§ Exercise goal:
Word for word, give the entries back.

((

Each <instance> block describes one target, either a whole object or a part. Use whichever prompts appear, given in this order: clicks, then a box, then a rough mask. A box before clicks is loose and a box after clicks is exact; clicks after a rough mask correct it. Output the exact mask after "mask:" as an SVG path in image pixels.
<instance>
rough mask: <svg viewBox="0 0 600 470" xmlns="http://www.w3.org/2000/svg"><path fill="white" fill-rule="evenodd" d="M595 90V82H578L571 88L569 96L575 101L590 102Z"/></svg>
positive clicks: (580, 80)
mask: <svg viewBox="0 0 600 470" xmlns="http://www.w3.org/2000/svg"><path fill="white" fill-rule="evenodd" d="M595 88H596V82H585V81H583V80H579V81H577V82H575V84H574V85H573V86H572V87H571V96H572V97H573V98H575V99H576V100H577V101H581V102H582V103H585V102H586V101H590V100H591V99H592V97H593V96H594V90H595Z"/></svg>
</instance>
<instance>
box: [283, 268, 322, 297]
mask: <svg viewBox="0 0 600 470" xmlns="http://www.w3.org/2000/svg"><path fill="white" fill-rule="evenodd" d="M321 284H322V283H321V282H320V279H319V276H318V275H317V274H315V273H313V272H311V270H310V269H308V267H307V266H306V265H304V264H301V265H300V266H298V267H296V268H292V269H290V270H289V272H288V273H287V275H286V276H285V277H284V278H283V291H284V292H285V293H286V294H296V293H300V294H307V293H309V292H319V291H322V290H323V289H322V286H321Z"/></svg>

))

§ Exercise output:
Each <instance> block describes one target, either a whole object or a part. Use whichever prompts appear, given in this order: clicks, then a box, then a rough mask. A box before clicks is loose and a box after clicks is exact; clicks after a rough mask correct it. Output the exact mask after "mask:" as an SVG path in image pixels.
<instance>
rough mask: <svg viewBox="0 0 600 470" xmlns="http://www.w3.org/2000/svg"><path fill="white" fill-rule="evenodd" d="M595 90V82H578L571 88L569 96L575 101L590 102Z"/></svg>
positive clicks: (580, 80)
mask: <svg viewBox="0 0 600 470" xmlns="http://www.w3.org/2000/svg"><path fill="white" fill-rule="evenodd" d="M595 88H596V82H585V81H583V80H579V81H577V82H575V84H574V85H573V86H572V87H571V96H572V97H573V98H575V99H576V100H577V101H581V102H582V103H585V102H586V101H590V100H591V99H592V97H593V96H594V90H595Z"/></svg>
</instance>
<instance>
box: [283, 268, 322, 297]
mask: <svg viewBox="0 0 600 470" xmlns="http://www.w3.org/2000/svg"><path fill="white" fill-rule="evenodd" d="M321 284H322V283H321V282H320V279H319V276H318V275H317V274H315V273H313V272H311V270H310V269H308V267H307V266H306V265H304V264H301V265H300V266H298V267H296V268H292V269H290V270H289V272H288V273H287V275H286V276H285V277H284V278H283V291H284V292H285V293H286V294H296V293H300V294H307V293H309V292H319V291H322V290H323V289H322V286H321Z"/></svg>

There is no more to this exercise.